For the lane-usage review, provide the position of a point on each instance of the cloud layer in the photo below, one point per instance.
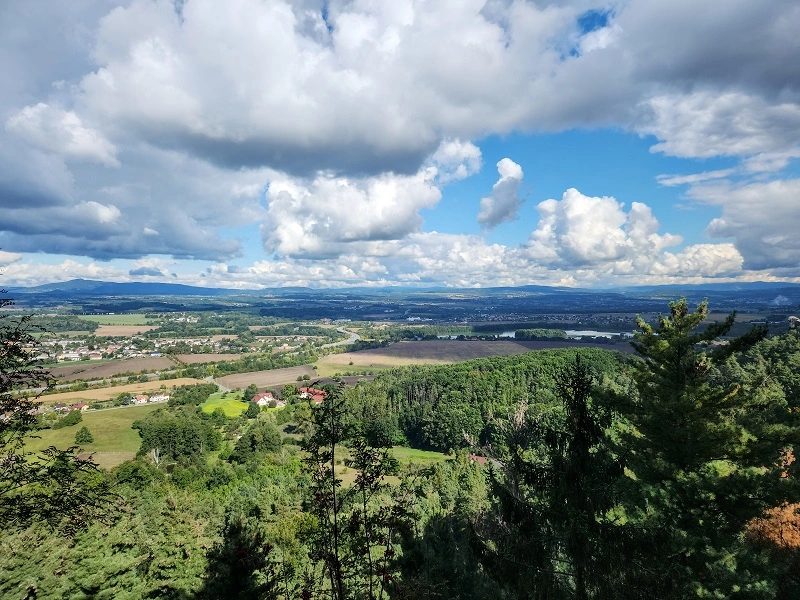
(156, 128)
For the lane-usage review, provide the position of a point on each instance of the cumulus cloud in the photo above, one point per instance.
(316, 217)
(580, 231)
(504, 202)
(456, 159)
(762, 219)
(334, 132)
(60, 131)
(706, 123)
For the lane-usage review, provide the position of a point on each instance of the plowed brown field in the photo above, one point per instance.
(111, 392)
(111, 369)
(123, 330)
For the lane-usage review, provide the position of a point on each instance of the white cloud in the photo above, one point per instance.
(673, 180)
(708, 123)
(336, 133)
(504, 202)
(27, 273)
(761, 218)
(580, 231)
(317, 217)
(455, 159)
(6, 258)
(56, 130)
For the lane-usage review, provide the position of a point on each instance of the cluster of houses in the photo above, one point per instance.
(316, 396)
(61, 407)
(269, 399)
(145, 399)
(74, 350)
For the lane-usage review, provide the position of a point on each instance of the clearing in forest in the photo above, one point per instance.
(115, 441)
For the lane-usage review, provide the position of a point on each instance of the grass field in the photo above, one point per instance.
(112, 392)
(265, 379)
(230, 403)
(122, 330)
(114, 439)
(102, 370)
(408, 456)
(436, 352)
(405, 456)
(131, 319)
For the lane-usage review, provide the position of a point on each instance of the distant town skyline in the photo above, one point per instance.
(328, 143)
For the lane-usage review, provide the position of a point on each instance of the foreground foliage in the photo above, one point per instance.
(573, 474)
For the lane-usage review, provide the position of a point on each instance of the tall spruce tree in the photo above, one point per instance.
(53, 485)
(707, 455)
(552, 534)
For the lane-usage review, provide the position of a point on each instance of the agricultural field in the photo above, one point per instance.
(103, 370)
(114, 439)
(132, 319)
(433, 352)
(405, 456)
(195, 359)
(109, 393)
(265, 379)
(123, 330)
(230, 403)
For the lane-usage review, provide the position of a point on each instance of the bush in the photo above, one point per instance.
(72, 418)
(84, 436)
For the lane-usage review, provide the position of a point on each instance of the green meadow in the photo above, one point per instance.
(229, 402)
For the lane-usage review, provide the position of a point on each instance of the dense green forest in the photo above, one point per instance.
(569, 474)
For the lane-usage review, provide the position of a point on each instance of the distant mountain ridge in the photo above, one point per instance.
(90, 287)
(134, 288)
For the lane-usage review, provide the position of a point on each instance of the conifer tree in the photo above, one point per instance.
(707, 455)
(54, 485)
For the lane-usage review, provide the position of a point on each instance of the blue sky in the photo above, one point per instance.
(263, 143)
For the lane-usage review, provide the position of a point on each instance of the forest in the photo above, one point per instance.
(564, 474)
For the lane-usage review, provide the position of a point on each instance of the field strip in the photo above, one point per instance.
(108, 393)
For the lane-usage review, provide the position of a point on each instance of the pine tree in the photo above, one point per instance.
(53, 486)
(707, 455)
(84, 436)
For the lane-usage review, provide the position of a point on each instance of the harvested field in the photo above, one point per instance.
(115, 441)
(432, 352)
(264, 379)
(222, 337)
(122, 330)
(112, 392)
(111, 369)
(129, 319)
(196, 359)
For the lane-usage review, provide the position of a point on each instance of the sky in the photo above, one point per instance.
(463, 143)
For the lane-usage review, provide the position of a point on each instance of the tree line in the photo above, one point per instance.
(573, 474)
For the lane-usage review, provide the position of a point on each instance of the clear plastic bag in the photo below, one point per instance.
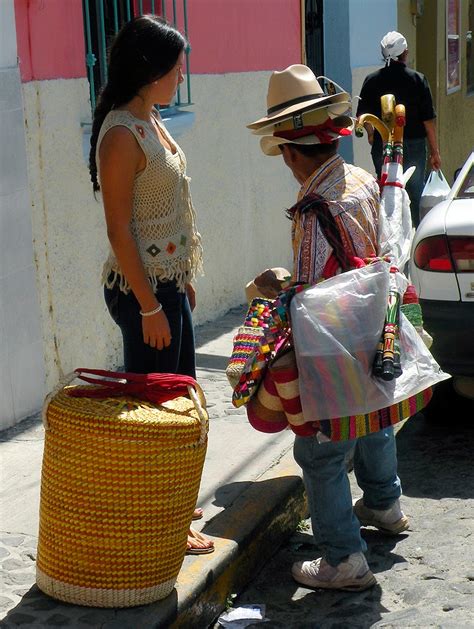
(336, 327)
(436, 190)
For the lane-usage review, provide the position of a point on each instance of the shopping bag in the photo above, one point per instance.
(336, 328)
(436, 190)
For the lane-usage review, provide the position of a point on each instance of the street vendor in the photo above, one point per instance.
(303, 125)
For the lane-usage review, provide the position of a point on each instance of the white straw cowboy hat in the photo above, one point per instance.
(295, 89)
(338, 128)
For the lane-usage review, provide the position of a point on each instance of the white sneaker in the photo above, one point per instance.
(352, 575)
(391, 520)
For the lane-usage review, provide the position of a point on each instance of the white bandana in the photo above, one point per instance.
(392, 45)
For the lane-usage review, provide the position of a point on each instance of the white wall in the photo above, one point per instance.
(240, 196)
(21, 353)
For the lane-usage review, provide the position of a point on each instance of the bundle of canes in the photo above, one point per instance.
(387, 363)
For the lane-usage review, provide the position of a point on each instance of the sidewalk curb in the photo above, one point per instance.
(246, 534)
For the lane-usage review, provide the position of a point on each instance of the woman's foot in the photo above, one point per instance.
(198, 513)
(198, 544)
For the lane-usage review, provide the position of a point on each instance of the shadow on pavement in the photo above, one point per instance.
(435, 457)
(37, 610)
(297, 606)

━━━━

__SHORT PROBLEM__.
Please lay out the records above as a two-column CSV with the columns instruction and coordinates. Give every record its own row, with its text and its answer each in one quoted field, line breaks turned into spaces, and the pictures left out.

__REPLY__.
instruction,coordinates
"For the lane-usage review, provide the position of a point on each instance of the cloud layer in the photo below, one point per instance.","(156, 128)"
"For the lane-usage review, provide the position of a point on each instance of the cumulus cloud in the photo above, one point per instance.","(316, 217) (580, 231) (504, 202) (456, 159) (762, 219) (334, 132) (60, 131) (706, 123)"
"For the lane-usage review, provide the position of a point on each instance of the plowed brown field in the photo above, one point per instance.","(111, 392) (111, 369) (123, 330)"
"For the lane-usage review, provide the position of a point on each instance of the white cloud in the photo above, one point per instance.","(673, 180) (708, 123) (336, 133) (504, 202) (27, 273) (761, 218) (580, 231) (317, 217) (455, 159) (6, 258) (56, 130)"
"For the lane-usage review, provide the position of a point on each instance of the cluster of houses in the photo above, one point per instance.","(316, 396) (61, 407) (269, 399) (145, 399) (74, 350)"
"For the lane-usage review, provide the position of a point on each instance of the clearing in forest in the photo above, one point per instance.","(115, 441)"
"For the lane-usage review, provide the position of a point on each instance of the grass field in the photo above, one point per instance.","(112, 392) (265, 379) (230, 403) (122, 330) (114, 439) (102, 370) (408, 456) (436, 352) (405, 456) (131, 319)"
"For the lane-usage review, provide the position of a point on each instance of the distant town skyline in the photo above, one point per instance.","(328, 143)"
"For the lane-usage review, provide the position of a point on each instance of the foreground foliage in the photo above, one point per instance.","(573, 474)"
"For the lane-usage review, provide the position of a point on each instance of the tall spruce tree in the photo above, one point per instance.","(53, 485) (707, 455) (552, 534)"
"For the lane-usage review, provide the position of a point on each instance of the agricultural field in the photo above, one point per instance.","(103, 370) (114, 439) (132, 319) (433, 352) (405, 456) (195, 359) (109, 393) (265, 379) (123, 330) (230, 403)"
"For the lane-usage review, provide the position of a point on each instance of the bush in the photo above, one point per instance.","(72, 418) (84, 436)"
"For the lane-usage review, provide the position of a point on each instance of the green meadow in the photo above, one point per instance.","(229, 402)"
"For the lane-usage review, provide the position of a point on each instance of the dense green forest in the photo above, one point per instance.","(569, 474)"
"For the lane-usage review, provide the position of a point on each instance of the distant mountain ridge in the photo above, one point per instance.","(90, 287) (134, 288)"
"For the lane-usage review, provide the position of a point on each instance of the conifer tree in the photo above, one point per instance.","(707, 455) (54, 485)"
"For the lane-usage review, provide the position of a point on each instance of the blue sky in the photo above, one point per instance.","(263, 143)"
"For the lane-usage review, provide the position of a point on each instance of the forest in the photo above, one point per instance.","(564, 474)"
"For the lane-usage review, provide the position of a point on each instance of the field strip in the photo above, one point per instance.","(108, 393)"
"For the lane-usage review, provide the position of a point on each instance of the pine tree in the photo above, one point per instance.","(53, 486) (707, 455) (84, 436)"
"For the lane-usage review, provide the position of a point on each instance of the harvested field in the photo above, one point per instance.","(115, 441) (432, 352) (264, 379) (222, 337) (122, 330) (112, 392) (111, 369) (129, 319) (196, 359)"
"For the lane-usage review, provide the position of a point on each instance of the sky in the photo above, one point per instance.","(463, 143)"
"For the lane-usage review, provide the position of a point on each instance of the tree line in the photo above, one point per instance.","(573, 474)"
"For the lane-usage review, provide the position of a point on each instance of the clear plastic bag in the photo below, one point per instance.","(336, 327) (436, 190)"
"For the lane-usage review, provide the position of a point on each instance of the shopping bag in the photo above, one point per instance.","(336, 328) (436, 190)"
"For the lane-usage review, provide the position of a point on each instance of the street vendor in the photo above, one point per instance.","(303, 125)"
"For the lane-usage review, provide the position of a point on each instance of the white straw cowboy hat in the photo above, one point per instance.","(295, 89) (338, 128)"
"For the lane-usage review, provide the position of a point on each instance of the white sneaker in the photo above, one point per instance.","(352, 575) (391, 520)"
"For the lane-usage review, provide the position of a point on each instance of the white bandana in the photo above, one point per instance.","(392, 45)"
"For the lane-usage review, provide the position of a point on each instance of the white wall in the photo above, one point per instance.","(240, 196) (21, 353)"
"For the lane-usage review, provide the position of a point on each instance of the bundle of canes in the photo above, one point per instance.","(387, 363)"
"For the lane-usage review, provide the position of a point on each instance of the sidewalk curb in the photo above, one point per instance.","(246, 534)"
"For the lane-usage review, provide the position of a point on each instance of the woman's foot in the photo above, one point per instance.","(198, 513) (198, 544)"
"For the lane-usage review, provide the position of a point on each instance of the shadow on pavement in the photo above, one point per instance.","(435, 457) (37, 610) (297, 606)"